◆ Your goal: From the material that follows, please give the number of lines containing the string "green", and that number alone.

◆ Provided material:
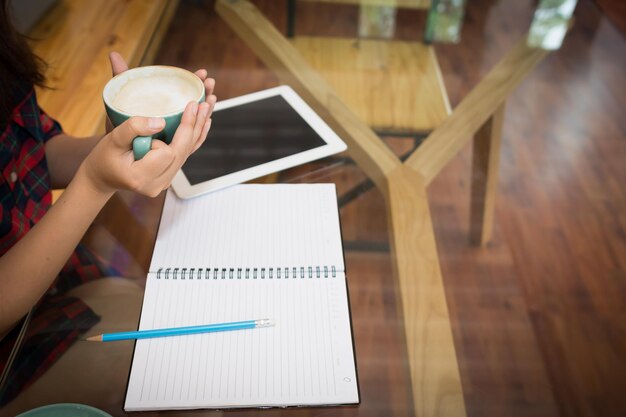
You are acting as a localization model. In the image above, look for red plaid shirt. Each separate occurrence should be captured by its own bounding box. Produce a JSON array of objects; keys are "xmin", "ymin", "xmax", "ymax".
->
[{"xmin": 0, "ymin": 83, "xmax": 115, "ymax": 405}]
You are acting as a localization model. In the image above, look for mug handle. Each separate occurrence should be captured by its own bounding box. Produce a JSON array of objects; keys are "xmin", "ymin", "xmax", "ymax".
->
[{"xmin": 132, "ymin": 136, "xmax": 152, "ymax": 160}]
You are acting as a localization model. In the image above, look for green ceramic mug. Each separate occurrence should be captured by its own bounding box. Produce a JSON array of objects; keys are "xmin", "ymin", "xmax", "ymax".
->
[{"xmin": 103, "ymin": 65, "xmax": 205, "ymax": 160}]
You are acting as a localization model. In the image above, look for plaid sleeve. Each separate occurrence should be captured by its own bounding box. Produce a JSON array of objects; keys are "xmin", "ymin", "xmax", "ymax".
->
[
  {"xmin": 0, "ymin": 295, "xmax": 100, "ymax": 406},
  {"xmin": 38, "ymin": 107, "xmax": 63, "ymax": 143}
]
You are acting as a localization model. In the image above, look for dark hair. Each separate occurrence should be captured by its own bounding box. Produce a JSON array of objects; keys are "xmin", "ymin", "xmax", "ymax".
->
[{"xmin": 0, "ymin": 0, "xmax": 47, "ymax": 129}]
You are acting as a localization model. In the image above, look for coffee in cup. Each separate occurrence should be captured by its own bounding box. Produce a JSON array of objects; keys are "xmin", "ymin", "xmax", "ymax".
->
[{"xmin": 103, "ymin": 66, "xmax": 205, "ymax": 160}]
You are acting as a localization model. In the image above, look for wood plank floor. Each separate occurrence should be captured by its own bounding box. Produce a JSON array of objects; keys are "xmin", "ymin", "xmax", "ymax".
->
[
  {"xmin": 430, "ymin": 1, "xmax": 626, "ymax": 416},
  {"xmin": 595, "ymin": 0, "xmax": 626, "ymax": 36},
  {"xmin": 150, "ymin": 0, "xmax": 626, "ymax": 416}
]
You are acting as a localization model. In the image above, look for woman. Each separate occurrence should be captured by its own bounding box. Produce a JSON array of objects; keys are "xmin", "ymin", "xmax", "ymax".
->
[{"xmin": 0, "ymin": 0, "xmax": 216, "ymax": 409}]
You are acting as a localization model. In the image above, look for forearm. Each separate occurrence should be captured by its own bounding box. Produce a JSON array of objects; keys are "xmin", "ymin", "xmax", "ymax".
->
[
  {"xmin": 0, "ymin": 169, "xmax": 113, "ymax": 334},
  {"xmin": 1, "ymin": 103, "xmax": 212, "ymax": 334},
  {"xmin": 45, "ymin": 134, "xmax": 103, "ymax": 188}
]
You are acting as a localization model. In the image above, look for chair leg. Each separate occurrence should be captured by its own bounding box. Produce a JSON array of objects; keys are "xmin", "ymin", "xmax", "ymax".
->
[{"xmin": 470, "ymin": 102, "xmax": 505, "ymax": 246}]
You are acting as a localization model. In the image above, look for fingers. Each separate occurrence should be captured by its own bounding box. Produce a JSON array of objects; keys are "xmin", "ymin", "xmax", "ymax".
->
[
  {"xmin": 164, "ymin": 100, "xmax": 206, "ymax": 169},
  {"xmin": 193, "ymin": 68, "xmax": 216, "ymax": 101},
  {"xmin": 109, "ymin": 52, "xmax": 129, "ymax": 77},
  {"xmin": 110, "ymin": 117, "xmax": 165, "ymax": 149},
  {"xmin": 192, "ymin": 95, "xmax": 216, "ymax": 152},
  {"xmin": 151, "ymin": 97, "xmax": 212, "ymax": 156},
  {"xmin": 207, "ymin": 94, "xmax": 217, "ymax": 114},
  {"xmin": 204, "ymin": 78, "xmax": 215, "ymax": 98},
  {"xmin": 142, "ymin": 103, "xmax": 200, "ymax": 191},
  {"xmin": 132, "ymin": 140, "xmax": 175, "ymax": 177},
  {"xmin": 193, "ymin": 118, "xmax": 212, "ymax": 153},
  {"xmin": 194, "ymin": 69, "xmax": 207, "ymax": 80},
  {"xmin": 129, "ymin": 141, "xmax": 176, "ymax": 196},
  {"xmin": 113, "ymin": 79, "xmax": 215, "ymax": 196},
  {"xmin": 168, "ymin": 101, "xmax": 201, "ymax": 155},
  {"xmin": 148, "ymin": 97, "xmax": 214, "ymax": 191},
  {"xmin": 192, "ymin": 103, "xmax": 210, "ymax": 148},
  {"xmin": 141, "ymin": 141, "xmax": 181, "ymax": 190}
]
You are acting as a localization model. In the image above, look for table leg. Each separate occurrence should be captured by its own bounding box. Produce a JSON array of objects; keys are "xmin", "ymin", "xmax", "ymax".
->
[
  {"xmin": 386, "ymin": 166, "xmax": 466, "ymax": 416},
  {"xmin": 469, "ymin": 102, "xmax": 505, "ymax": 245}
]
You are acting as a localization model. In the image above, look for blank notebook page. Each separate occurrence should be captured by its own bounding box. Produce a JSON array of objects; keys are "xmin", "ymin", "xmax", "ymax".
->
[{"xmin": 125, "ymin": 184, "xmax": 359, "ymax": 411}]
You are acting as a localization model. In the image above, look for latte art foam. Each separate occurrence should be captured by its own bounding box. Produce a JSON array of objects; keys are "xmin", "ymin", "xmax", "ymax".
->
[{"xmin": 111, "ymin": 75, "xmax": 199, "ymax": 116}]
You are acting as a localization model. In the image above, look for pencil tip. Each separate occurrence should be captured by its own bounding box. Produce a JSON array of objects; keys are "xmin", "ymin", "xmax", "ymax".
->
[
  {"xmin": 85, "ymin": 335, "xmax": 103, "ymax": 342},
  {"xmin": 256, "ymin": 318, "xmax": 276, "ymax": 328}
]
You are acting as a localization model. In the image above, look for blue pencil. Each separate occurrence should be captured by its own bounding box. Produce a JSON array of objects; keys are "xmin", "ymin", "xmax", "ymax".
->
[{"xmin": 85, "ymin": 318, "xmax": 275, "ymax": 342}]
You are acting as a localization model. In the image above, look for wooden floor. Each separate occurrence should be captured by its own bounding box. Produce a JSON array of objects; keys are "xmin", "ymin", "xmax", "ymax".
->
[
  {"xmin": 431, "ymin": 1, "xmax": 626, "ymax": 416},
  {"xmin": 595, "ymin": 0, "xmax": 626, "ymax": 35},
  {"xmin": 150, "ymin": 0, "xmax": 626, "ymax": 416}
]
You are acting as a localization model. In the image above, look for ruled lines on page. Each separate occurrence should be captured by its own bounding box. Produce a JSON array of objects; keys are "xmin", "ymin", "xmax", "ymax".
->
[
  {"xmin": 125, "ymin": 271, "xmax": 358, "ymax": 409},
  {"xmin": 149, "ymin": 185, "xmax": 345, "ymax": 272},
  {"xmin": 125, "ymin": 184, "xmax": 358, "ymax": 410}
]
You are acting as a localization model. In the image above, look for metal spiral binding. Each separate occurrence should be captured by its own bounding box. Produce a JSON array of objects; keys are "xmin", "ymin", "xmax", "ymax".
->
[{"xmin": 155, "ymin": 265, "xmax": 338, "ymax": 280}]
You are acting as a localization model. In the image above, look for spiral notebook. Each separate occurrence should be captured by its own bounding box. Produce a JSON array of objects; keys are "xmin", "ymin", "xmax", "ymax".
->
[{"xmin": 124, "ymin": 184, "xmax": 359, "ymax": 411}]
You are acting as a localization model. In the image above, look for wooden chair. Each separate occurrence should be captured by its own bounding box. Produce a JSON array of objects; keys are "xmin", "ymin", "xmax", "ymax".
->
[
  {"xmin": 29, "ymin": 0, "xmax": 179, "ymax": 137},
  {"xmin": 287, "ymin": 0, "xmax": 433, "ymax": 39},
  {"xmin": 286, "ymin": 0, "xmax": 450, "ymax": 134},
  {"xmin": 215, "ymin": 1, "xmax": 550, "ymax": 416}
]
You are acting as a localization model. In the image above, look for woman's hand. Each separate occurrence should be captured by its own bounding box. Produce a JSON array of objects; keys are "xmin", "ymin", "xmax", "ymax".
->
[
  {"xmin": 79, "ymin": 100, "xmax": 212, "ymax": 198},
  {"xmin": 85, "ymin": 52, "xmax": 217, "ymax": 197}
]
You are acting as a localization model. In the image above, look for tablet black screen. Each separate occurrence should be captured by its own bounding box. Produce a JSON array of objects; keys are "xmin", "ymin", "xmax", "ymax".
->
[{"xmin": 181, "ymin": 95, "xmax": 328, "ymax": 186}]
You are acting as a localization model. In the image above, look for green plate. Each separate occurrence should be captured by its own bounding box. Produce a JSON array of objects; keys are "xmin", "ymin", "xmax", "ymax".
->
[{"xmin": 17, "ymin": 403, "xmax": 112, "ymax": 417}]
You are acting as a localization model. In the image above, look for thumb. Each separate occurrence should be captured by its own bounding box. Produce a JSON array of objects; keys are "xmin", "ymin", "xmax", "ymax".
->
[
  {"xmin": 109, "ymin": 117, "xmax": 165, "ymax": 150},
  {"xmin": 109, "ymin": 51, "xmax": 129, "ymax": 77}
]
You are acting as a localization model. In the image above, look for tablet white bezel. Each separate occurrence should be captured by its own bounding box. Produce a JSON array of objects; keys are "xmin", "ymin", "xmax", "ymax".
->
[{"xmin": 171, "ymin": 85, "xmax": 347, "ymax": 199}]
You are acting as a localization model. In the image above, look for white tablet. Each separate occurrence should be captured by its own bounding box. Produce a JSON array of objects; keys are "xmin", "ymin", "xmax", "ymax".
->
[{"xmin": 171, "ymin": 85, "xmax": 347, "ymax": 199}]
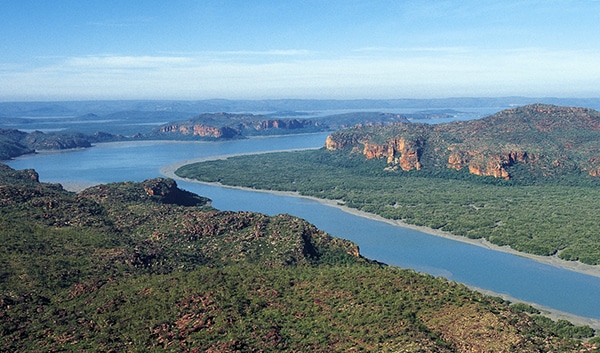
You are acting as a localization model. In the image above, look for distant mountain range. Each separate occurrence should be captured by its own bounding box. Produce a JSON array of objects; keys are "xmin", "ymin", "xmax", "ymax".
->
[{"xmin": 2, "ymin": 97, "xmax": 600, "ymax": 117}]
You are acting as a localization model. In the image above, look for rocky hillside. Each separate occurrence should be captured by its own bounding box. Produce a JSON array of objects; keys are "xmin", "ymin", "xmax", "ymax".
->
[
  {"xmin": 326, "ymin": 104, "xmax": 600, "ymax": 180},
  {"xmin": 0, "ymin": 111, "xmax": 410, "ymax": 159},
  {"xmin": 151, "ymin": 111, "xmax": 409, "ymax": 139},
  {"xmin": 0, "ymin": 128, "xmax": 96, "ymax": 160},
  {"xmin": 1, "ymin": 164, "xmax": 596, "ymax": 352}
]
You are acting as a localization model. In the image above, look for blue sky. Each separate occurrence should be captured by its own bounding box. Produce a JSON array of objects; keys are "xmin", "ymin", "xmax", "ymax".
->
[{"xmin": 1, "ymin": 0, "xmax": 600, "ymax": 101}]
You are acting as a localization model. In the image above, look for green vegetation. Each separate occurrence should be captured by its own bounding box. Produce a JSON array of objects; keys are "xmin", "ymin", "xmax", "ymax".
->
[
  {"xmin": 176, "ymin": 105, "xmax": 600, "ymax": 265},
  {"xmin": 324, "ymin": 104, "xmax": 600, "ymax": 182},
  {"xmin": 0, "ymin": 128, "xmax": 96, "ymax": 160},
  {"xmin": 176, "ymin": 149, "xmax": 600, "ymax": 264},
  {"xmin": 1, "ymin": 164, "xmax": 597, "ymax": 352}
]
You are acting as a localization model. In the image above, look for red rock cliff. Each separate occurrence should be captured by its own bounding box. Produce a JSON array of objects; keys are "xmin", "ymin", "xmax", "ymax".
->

◆ Response to the task: 3